Exercise objective: Type the entries again, word for word.

Segmentation mask data
***

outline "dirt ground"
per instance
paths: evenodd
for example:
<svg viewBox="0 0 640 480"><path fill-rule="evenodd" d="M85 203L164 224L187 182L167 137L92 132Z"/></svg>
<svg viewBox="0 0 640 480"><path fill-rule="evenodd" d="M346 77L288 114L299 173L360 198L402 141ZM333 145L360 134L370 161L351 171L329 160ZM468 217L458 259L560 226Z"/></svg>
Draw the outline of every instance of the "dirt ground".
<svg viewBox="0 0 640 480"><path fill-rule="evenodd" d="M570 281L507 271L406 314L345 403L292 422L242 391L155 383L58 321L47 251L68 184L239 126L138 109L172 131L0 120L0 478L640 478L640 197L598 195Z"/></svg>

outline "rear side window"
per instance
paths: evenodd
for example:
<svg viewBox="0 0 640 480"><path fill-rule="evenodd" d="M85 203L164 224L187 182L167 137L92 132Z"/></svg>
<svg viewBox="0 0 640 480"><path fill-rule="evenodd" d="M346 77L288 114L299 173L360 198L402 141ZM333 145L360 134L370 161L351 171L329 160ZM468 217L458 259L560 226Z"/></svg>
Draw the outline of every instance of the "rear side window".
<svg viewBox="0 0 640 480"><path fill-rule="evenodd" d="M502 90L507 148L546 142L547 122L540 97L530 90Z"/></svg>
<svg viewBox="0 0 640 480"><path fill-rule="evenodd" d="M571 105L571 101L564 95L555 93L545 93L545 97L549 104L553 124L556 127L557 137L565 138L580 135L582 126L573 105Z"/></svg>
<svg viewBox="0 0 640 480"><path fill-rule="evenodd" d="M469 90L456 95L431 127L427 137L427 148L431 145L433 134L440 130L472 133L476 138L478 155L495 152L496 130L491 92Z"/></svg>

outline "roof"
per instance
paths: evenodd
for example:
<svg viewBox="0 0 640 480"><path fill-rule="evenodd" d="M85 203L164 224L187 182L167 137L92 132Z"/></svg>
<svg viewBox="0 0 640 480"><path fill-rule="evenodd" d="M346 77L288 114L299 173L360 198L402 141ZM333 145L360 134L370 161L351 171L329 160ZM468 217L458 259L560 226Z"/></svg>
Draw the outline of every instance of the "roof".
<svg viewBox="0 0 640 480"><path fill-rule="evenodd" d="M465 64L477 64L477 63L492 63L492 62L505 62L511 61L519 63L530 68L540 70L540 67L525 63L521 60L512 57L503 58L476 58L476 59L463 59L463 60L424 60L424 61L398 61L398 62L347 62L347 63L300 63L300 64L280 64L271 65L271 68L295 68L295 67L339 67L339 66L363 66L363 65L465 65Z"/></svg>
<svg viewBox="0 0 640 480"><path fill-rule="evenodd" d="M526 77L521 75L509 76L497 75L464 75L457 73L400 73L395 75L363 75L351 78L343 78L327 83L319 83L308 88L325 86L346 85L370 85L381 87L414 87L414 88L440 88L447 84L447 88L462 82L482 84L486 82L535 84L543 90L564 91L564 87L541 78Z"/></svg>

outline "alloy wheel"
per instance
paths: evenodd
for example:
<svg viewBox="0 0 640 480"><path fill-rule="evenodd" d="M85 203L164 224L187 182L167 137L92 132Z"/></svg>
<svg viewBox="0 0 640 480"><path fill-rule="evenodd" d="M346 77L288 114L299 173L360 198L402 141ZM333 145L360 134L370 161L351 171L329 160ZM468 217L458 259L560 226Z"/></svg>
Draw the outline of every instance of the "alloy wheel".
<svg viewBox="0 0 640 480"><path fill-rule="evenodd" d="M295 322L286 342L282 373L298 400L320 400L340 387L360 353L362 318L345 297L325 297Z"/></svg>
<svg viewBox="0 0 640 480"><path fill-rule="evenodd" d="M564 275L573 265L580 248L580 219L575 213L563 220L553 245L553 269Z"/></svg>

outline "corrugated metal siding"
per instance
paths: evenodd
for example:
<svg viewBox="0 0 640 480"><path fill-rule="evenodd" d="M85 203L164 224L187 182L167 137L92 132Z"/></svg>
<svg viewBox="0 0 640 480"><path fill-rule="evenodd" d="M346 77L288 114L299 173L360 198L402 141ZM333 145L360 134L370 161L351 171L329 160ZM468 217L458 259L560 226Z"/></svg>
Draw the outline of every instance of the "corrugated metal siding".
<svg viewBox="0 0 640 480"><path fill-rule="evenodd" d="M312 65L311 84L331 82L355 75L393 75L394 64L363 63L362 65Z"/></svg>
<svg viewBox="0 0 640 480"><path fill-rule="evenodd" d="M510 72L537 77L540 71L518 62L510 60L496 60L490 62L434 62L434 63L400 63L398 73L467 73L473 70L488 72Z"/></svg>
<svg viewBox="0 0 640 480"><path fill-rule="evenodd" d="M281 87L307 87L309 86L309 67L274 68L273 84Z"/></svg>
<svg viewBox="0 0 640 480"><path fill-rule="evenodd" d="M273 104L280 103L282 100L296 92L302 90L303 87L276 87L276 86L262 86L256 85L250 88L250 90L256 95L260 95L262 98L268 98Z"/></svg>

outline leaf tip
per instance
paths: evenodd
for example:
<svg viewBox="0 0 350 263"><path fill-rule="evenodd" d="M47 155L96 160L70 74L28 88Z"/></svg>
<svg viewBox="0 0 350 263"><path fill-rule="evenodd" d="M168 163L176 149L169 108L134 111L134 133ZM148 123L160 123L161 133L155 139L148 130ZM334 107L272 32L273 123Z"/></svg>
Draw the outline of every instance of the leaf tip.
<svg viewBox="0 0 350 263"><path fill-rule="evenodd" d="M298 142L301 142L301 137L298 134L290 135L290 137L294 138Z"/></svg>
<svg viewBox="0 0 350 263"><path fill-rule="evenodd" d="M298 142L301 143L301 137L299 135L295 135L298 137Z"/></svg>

***

Output of the task:
outline "dirt ground"
per instance
paths: evenodd
for example:
<svg viewBox="0 0 640 480"><path fill-rule="evenodd" d="M85 203L164 224L187 182L167 137L92 132Z"/></svg>
<svg viewBox="0 0 640 480"><path fill-rule="evenodd" d="M346 77L288 114L299 173L360 198L402 141ZM333 145L360 134L370 161L351 171L329 160ZM468 217L458 259L560 226Z"/></svg>
Draw the outline of every instance of the "dirt ground".
<svg viewBox="0 0 640 480"><path fill-rule="evenodd" d="M570 281L507 271L406 314L345 403L292 422L242 391L155 383L58 321L47 251L68 184L239 126L138 109L172 131L0 120L0 478L640 478L640 197L598 195Z"/></svg>

outline "rear side window"
per instance
paths: evenodd
for example:
<svg viewBox="0 0 640 480"><path fill-rule="evenodd" d="M85 203L164 224L187 182L167 137L92 132Z"/></svg>
<svg viewBox="0 0 640 480"><path fill-rule="evenodd" d="M346 77L288 114L299 173L360 198L402 141ZM333 145L360 134L370 161L351 171L329 160ZM468 217L458 259L560 226Z"/></svg>
Draw the outline of every instance of the "rear side window".
<svg viewBox="0 0 640 480"><path fill-rule="evenodd" d="M502 90L507 148L546 142L547 122L540 97L530 90Z"/></svg>
<svg viewBox="0 0 640 480"><path fill-rule="evenodd" d="M571 105L571 101L564 95L555 93L545 93L545 97L549 104L553 124L556 127L557 137L565 138L580 135L582 126L573 105Z"/></svg>
<svg viewBox="0 0 640 480"><path fill-rule="evenodd" d="M469 90L456 95L431 127L427 137L427 148L431 145L433 134L440 130L472 133L476 138L478 155L495 152L496 130L491 92Z"/></svg>

outline "roof"
per instance
paths: evenodd
for example:
<svg viewBox="0 0 640 480"><path fill-rule="evenodd" d="M85 203L164 224L187 182L167 137L92 132Z"/></svg>
<svg viewBox="0 0 640 480"><path fill-rule="evenodd" d="M346 77L288 114L299 173L360 198L402 141ZM333 145L360 134L370 161L351 171L329 160ZM468 217L458 259L560 226Z"/></svg>
Draw the outline of every instance of the "roof".
<svg viewBox="0 0 640 480"><path fill-rule="evenodd" d="M465 64L477 64L477 63L492 63L492 62L505 62L511 61L519 63L530 68L540 70L540 67L525 63L521 60L512 57L503 58L476 58L476 59L463 59L463 60L424 60L424 61L398 61L398 62L347 62L347 63L300 63L300 64L280 64L271 65L271 68L295 68L295 67L339 67L339 66L363 66L363 65L465 65Z"/></svg>
<svg viewBox="0 0 640 480"><path fill-rule="evenodd" d="M526 77L521 75L509 76L497 75L464 75L457 73L400 73L395 75L363 75L351 78L343 78L327 83L319 83L308 88L325 86L346 85L370 85L381 87L414 87L414 88L440 88L447 84L447 88L462 82L482 84L486 82L535 84L543 90L564 91L564 87L541 78Z"/></svg>

outline "alloy wheel"
per instance
paths: evenodd
for example:
<svg viewBox="0 0 640 480"><path fill-rule="evenodd" d="M85 203L164 224L187 182L167 137L92 132Z"/></svg>
<svg viewBox="0 0 640 480"><path fill-rule="evenodd" d="M346 77L288 114L299 173L360 198L402 141ZM333 145L360 134L370 161L351 171L329 160ZM468 217L458 259L560 226Z"/></svg>
Draw the outline of every instance of the "alloy wheel".
<svg viewBox="0 0 640 480"><path fill-rule="evenodd" d="M295 322L286 342L282 373L298 400L320 400L340 387L360 353L362 318L345 297L325 297Z"/></svg>
<svg viewBox="0 0 640 480"><path fill-rule="evenodd" d="M564 275L573 265L580 248L580 219L575 213L563 220L553 245L553 269Z"/></svg>

outline "corrugated metal siding"
per instance
paths: evenodd
for example:
<svg viewBox="0 0 640 480"><path fill-rule="evenodd" d="M85 203L164 224L187 182L167 137L92 132Z"/></svg>
<svg viewBox="0 0 640 480"><path fill-rule="evenodd" d="M346 77L288 114L299 173L360 198L402 141ZM333 145L360 134L370 161L351 171L329 160ZM468 217L458 259L560 226Z"/></svg>
Draw the outline of every instance of the "corrugated metal siding".
<svg viewBox="0 0 640 480"><path fill-rule="evenodd" d="M312 65L311 84L331 82L355 75L393 75L394 64L363 63L362 65Z"/></svg>
<svg viewBox="0 0 640 480"><path fill-rule="evenodd" d="M510 72L537 77L540 71L518 62L510 60L496 60L490 62L434 62L434 63L400 63L398 73L467 73L473 70L488 72Z"/></svg>
<svg viewBox="0 0 640 480"><path fill-rule="evenodd" d="M281 87L307 87L309 86L309 67L274 68L273 84Z"/></svg>
<svg viewBox="0 0 640 480"><path fill-rule="evenodd" d="M273 104L280 103L282 100L296 92L302 90L303 87L276 87L276 86L262 86L256 85L250 88L250 90L256 95L260 95L262 98L268 98Z"/></svg>

outline leaf tip
per instance
paths: evenodd
for example:
<svg viewBox="0 0 350 263"><path fill-rule="evenodd" d="M47 155L96 160L70 74L28 88Z"/></svg>
<svg viewBox="0 0 350 263"><path fill-rule="evenodd" d="M168 163L176 149L169 108L134 111L134 133ZM148 123L160 123L161 133L155 139L148 130ZM334 107L272 32L273 123Z"/></svg>
Draw the outline of every instance of the leaf tip.
<svg viewBox="0 0 350 263"><path fill-rule="evenodd" d="M298 142L301 142L301 137L298 134L290 135L290 137L294 138Z"/></svg>
<svg viewBox="0 0 350 263"><path fill-rule="evenodd" d="M298 142L301 143L301 137L299 135L295 135L298 137Z"/></svg>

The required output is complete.